Box-labeled dataset extracts:

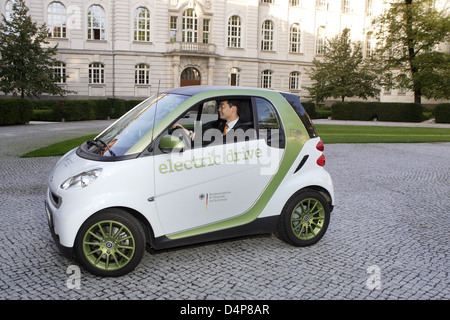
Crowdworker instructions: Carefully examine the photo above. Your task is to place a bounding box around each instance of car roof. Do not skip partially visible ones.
[163,85,277,96]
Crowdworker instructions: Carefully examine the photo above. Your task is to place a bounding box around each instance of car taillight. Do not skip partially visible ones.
[316,140,325,151]
[316,155,325,167]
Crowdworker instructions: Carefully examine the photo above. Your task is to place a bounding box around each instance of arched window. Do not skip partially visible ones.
[134,7,150,41]
[87,4,105,40]
[47,1,67,38]
[89,62,105,84]
[180,67,201,87]
[261,70,272,89]
[261,20,273,51]
[134,63,150,84]
[182,9,198,42]
[228,16,242,48]
[289,23,301,53]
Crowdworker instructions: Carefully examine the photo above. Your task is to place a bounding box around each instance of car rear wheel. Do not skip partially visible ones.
[277,189,331,247]
[75,209,145,277]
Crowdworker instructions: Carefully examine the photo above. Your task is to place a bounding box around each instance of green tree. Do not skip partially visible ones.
[306,29,380,103]
[377,0,450,103]
[0,0,68,98]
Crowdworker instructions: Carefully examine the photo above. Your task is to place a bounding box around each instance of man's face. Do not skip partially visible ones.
[219,100,237,121]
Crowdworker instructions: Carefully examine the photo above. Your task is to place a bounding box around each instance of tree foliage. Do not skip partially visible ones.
[0,0,68,98]
[377,0,450,103]
[306,29,380,103]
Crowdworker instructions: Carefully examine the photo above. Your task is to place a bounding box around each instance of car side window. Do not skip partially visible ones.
[255,98,285,148]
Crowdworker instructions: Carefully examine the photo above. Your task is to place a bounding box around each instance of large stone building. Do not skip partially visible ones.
[0,0,448,101]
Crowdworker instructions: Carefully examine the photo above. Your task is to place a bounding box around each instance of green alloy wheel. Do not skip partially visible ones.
[75,209,145,277]
[277,190,331,247]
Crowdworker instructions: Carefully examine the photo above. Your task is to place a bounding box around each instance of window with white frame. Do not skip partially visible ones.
[261,70,272,89]
[47,1,67,38]
[87,4,105,40]
[261,20,273,51]
[289,71,300,90]
[342,0,353,14]
[317,0,330,11]
[228,16,242,48]
[366,32,374,58]
[228,68,241,86]
[134,63,150,85]
[52,61,66,84]
[89,62,105,84]
[182,9,198,42]
[316,27,326,55]
[203,19,210,43]
[289,23,301,53]
[134,7,150,42]
[169,16,178,42]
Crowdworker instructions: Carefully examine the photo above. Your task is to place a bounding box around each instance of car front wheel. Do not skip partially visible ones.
[277,189,331,247]
[75,209,145,277]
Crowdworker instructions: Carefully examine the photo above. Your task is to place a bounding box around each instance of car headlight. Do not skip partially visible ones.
[60,168,102,190]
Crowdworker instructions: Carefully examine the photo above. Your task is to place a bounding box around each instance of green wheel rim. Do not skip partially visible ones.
[83,220,136,270]
[291,198,325,240]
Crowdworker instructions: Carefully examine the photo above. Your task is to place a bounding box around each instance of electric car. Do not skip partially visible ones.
[45,86,334,276]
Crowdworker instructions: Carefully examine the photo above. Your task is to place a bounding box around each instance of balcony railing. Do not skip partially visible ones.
[167,41,216,54]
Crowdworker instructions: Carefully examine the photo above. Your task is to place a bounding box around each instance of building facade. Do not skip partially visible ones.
[0,0,448,101]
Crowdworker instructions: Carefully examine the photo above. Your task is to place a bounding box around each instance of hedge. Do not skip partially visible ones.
[331,101,423,122]
[0,99,33,126]
[32,98,141,121]
[434,103,450,123]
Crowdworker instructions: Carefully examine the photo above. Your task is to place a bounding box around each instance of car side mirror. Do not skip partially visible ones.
[159,134,186,153]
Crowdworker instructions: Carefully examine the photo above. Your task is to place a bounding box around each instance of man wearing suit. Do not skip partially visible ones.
[173,100,255,146]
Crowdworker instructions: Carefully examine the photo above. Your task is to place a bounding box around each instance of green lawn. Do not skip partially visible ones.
[22,124,450,158]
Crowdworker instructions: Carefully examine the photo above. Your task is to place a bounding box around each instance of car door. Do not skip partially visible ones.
[155,98,283,235]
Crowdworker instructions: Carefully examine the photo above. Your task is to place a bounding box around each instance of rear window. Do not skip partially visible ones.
[281,92,318,138]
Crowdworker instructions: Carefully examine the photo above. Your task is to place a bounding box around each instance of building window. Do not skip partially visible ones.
[134,7,150,41]
[289,23,301,53]
[317,0,330,11]
[88,4,105,40]
[203,19,210,43]
[316,27,326,55]
[342,0,353,14]
[261,20,273,51]
[89,62,105,84]
[228,16,242,48]
[261,70,272,89]
[134,63,150,84]
[53,61,66,84]
[182,9,198,42]
[228,68,241,86]
[170,16,178,42]
[289,71,300,90]
[366,0,373,17]
[366,32,373,58]
[47,2,67,38]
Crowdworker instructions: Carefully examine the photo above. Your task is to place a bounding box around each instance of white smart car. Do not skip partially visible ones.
[46,86,334,276]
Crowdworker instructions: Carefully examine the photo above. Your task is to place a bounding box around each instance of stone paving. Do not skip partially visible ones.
[0,121,450,300]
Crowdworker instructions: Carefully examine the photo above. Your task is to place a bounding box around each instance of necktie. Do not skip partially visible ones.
[223,124,228,136]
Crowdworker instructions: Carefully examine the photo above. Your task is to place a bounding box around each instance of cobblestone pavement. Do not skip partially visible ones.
[0,121,450,300]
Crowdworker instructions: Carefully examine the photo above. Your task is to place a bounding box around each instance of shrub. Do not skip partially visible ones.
[434,103,450,123]
[0,99,33,126]
[331,102,423,122]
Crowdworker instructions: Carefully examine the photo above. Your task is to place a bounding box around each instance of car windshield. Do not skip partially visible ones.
[88,94,189,156]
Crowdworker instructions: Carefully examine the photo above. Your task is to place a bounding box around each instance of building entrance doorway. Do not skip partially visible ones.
[180,67,201,87]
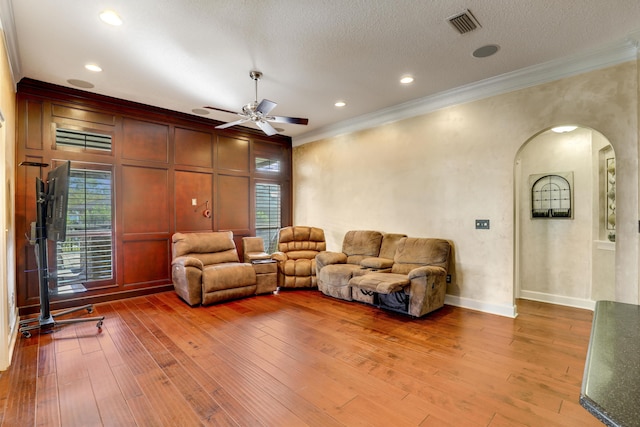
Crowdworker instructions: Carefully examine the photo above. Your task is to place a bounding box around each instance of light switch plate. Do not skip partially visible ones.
[476,219,490,230]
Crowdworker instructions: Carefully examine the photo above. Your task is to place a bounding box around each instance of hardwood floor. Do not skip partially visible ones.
[0,290,601,427]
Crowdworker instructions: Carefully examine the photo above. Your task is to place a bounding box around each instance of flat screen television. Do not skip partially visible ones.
[45,161,71,242]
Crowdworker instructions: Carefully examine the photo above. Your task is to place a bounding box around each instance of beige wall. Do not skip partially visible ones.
[0,27,18,370]
[293,61,639,315]
[515,128,615,308]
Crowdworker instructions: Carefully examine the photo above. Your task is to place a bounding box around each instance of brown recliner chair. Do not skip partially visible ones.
[171,231,256,306]
[349,237,451,317]
[271,225,327,288]
[316,230,406,302]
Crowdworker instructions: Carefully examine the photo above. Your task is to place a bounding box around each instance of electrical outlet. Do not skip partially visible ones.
[476,219,490,230]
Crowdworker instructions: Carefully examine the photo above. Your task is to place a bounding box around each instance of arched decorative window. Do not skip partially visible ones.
[529,172,573,218]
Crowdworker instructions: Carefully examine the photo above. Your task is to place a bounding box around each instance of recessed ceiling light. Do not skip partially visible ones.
[84,64,102,73]
[551,126,578,133]
[473,44,500,58]
[100,10,122,27]
[67,79,94,89]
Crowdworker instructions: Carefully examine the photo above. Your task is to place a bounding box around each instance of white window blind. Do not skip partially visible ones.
[56,169,113,292]
[56,128,111,151]
[256,157,280,172]
[256,183,282,253]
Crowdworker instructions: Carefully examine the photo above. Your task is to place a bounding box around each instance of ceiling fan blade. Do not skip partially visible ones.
[256,120,278,136]
[204,105,239,114]
[267,116,309,125]
[216,119,249,129]
[256,99,278,116]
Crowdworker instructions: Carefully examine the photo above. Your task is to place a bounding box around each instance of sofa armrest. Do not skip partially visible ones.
[271,252,289,264]
[171,256,204,270]
[316,251,347,271]
[171,256,204,306]
[409,265,447,317]
[409,265,447,280]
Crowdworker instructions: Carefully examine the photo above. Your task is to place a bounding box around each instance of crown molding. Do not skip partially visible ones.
[0,0,22,87]
[292,36,640,147]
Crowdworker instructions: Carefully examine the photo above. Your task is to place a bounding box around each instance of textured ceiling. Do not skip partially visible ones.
[0,0,640,141]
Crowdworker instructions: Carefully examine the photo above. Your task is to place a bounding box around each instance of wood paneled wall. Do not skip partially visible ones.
[15,79,292,313]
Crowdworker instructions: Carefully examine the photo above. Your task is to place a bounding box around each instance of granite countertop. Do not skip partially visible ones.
[580,301,640,427]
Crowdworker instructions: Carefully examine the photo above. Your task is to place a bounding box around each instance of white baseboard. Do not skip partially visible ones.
[444,294,518,318]
[518,290,596,311]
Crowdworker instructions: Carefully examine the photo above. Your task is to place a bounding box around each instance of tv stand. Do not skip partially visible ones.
[19,178,104,338]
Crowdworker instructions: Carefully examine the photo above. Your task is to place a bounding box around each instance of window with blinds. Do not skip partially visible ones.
[256,157,280,172]
[256,183,281,253]
[56,129,111,151]
[56,168,113,293]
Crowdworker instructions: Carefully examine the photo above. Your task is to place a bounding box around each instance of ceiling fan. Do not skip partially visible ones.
[204,70,309,136]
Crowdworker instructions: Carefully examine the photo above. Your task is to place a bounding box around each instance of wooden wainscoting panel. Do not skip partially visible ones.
[122,118,169,163]
[173,127,213,168]
[216,136,249,172]
[121,166,171,234]
[122,239,171,286]
[174,171,213,232]
[23,99,48,150]
[216,175,251,233]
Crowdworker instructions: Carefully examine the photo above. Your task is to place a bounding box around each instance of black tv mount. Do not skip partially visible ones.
[19,162,105,338]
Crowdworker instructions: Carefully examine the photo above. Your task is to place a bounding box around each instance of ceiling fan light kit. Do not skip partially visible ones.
[204,70,309,136]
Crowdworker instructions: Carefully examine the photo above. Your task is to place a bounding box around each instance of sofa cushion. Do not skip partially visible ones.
[202,263,256,294]
[342,230,382,263]
[349,273,411,294]
[287,249,318,259]
[282,258,316,276]
[378,233,407,259]
[391,237,451,274]
[360,257,393,270]
[278,225,327,252]
[172,231,240,265]
[319,264,362,286]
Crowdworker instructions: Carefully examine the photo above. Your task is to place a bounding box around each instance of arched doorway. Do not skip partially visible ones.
[514,127,616,308]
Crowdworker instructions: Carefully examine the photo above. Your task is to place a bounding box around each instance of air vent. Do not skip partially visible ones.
[449,9,482,34]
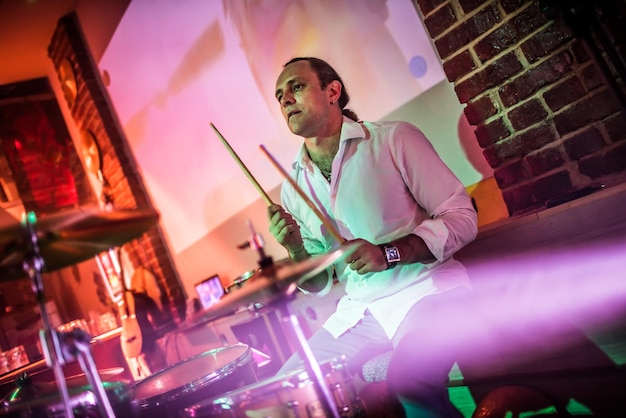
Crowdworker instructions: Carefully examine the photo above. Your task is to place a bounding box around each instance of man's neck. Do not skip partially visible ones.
[304,133,341,161]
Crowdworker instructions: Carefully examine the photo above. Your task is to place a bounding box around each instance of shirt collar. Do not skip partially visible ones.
[291,116,365,170]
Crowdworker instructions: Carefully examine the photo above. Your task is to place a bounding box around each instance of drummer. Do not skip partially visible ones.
[268,57,477,417]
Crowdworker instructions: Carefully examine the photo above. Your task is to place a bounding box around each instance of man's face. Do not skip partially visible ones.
[276,61,331,138]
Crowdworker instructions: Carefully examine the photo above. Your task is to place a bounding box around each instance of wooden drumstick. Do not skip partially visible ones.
[259,145,346,243]
[211,122,274,206]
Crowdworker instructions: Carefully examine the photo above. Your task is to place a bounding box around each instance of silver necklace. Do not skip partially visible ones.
[315,163,333,183]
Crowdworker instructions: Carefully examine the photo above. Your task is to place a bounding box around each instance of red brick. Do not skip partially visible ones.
[475,118,511,148]
[543,76,587,112]
[499,53,573,107]
[435,4,502,60]
[416,0,447,16]
[502,170,574,215]
[455,52,522,103]
[526,147,565,176]
[485,125,555,167]
[463,95,498,125]
[507,99,548,130]
[563,127,606,160]
[500,0,528,14]
[553,90,620,136]
[520,23,572,63]
[580,64,604,90]
[459,0,486,14]
[443,50,476,82]
[493,159,529,189]
[474,7,546,61]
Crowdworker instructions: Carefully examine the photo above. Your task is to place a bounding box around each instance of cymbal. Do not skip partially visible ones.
[183,243,358,329]
[0,208,159,280]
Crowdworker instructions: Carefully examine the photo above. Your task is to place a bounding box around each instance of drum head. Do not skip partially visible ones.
[134,344,252,399]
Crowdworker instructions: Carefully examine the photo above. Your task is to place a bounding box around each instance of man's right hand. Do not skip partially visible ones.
[267,205,306,256]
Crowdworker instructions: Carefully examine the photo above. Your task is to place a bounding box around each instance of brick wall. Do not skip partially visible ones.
[415,0,626,216]
[48,13,186,319]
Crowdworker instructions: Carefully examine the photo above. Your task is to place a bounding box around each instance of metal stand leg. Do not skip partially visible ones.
[63,328,115,417]
[279,302,340,418]
[23,216,74,418]
[23,216,115,418]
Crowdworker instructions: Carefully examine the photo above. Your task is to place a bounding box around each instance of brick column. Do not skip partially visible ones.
[48,13,186,319]
[415,0,626,216]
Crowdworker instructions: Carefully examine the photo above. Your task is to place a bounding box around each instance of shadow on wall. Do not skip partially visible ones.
[457,112,509,227]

- **DIRECTIVE**: Rewrite the rows from the line with "floor. Do not skip partially visible ones." up to and including the line with "[0,290,601,427]", changing "hardwood" to "oak" and leaving everything else the same.

- **THE COMPLETED TASK**:
Crowdworker instructions: Carefully examine the photo above. Your task is to place a bounding box around each instance of oak floor. Do not skip partially visible ones.
[0,290,601,427]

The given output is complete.